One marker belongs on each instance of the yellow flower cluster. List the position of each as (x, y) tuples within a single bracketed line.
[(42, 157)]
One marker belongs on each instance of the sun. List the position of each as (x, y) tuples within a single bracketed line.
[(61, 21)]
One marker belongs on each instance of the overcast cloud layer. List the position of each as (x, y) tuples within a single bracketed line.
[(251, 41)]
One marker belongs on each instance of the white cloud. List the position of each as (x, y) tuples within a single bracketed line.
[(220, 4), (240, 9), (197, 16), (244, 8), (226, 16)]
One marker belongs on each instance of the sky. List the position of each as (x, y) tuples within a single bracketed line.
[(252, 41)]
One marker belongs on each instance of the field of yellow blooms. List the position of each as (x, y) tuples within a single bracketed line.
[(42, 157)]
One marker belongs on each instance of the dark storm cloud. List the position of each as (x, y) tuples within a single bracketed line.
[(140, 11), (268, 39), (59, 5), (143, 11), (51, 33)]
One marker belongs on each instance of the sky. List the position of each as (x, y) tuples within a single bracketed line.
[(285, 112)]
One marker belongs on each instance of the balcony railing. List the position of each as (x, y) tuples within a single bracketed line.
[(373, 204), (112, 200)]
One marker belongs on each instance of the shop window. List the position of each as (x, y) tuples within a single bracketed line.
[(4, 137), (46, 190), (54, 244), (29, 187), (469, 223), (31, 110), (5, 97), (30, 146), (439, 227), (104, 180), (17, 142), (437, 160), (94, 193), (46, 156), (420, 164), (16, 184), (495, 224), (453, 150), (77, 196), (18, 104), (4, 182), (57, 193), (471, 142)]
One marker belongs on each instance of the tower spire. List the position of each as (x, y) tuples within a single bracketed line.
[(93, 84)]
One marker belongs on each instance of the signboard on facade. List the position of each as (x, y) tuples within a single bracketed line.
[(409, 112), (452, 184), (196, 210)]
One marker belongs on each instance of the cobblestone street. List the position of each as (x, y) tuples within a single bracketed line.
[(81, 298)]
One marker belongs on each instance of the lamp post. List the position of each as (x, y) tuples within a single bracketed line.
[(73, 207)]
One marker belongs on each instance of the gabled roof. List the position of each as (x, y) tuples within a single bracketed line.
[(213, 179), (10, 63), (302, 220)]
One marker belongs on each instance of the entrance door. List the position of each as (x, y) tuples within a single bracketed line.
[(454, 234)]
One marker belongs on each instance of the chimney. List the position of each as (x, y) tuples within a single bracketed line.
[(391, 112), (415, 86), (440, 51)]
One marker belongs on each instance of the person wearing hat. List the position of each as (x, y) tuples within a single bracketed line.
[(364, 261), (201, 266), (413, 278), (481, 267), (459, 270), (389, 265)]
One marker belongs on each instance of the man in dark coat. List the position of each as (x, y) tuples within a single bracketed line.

______

▸ Work instruction: Return each entry exactly. Leave none out.

▸ Answer to the exercise:
One marker belongs on each instance of the yellow flower cluster. List the position of each as (x, y) tuples within a single bracketed line.
[(42, 157)]
One marker belongs on each instance of the sun. List the position of each as (x, y) tuples within a single bracketed line.
[(61, 21)]
One marker belongs on each instance of the overcast cloud layer. List the position of each as (x, y) tuples within a single bracketed line.
[(251, 41)]
One marker belongs on each instance of the white cloud. List the position of each as (x, y) tuples within a single bracketed line.
[(220, 4), (240, 9), (197, 16), (244, 8), (226, 16)]
One marker belongs on each instance of the sky. List the position of each as (x, y) tuples within a single bracketed line.
[(252, 41)]
One marker belongs on each instance of the field of yellow blooms. List the position of each as (x, y) tuples within a single bracketed line.
[(42, 157)]
One marker belongs on each instance of the dark storm cloud. List the position of each as (x, y) tuples within a single bracketed line.
[(140, 11), (268, 39), (59, 5), (143, 11), (51, 33)]
One marker belongs on each instance of the sky. List the position of each as (x, y) tuples within a single bracketed line.
[(285, 112)]
One marker belongs on each instance of the balcony railing. List the position of each as (x, y) tuples within a single bracketed line.
[(373, 204), (112, 200)]
One marker belongs on each instance of the shop window. List the position of each as (x, y) tuples within a single bracketed line.
[(4, 137), (46, 190), (54, 244), (29, 187), (469, 223), (31, 110), (5, 97), (30, 146), (439, 227), (104, 180), (17, 142), (437, 160), (94, 193), (46, 156), (420, 164), (16, 184), (495, 224), (453, 150), (77, 196), (18, 104), (4, 182), (57, 193), (471, 142)]
One marker belongs on each instance of the tower spire. List the position of each as (x, y) tuples within a single bracketed line.
[(93, 84)]
One marker belongs on each instance of the signboard on facade. List the position of each as (x, y) tuples within a single bracketed line.
[(409, 112), (452, 184), (196, 210)]
One marker belongs on each instance of the cobblestone street. List the position of each as (x, y) tuples within a single bracketed line.
[(81, 298)]
One marker belongs on each instance of the lamp post. List the position of each as (x, y) tuples within a single bracketed line.
[(73, 207)]
One marker belongs on each instance of the gabled roof. List the position of each as (x, y) tuples within a single bracketed line.
[(213, 179), (10, 63), (302, 220)]
One marker belongs on each instance of the entrance door. List the position of each as (x, y) tuples within a single bracketed line.
[(454, 234)]
One marker belongs on each instance of the chimney. List the position of each as (x, y) tuples within a single bracketed line.
[(391, 112), (415, 86), (440, 51)]
One marker belongs on each instance of the person wearing hat. List the position of each as (x, y) tuples within a single bracketed line.
[(364, 261), (201, 266), (413, 278), (481, 267), (459, 270), (389, 265)]
One marker belongs on each instance of the man in dark coat. List the position of each as (x, y) tuples within a single bracketed line.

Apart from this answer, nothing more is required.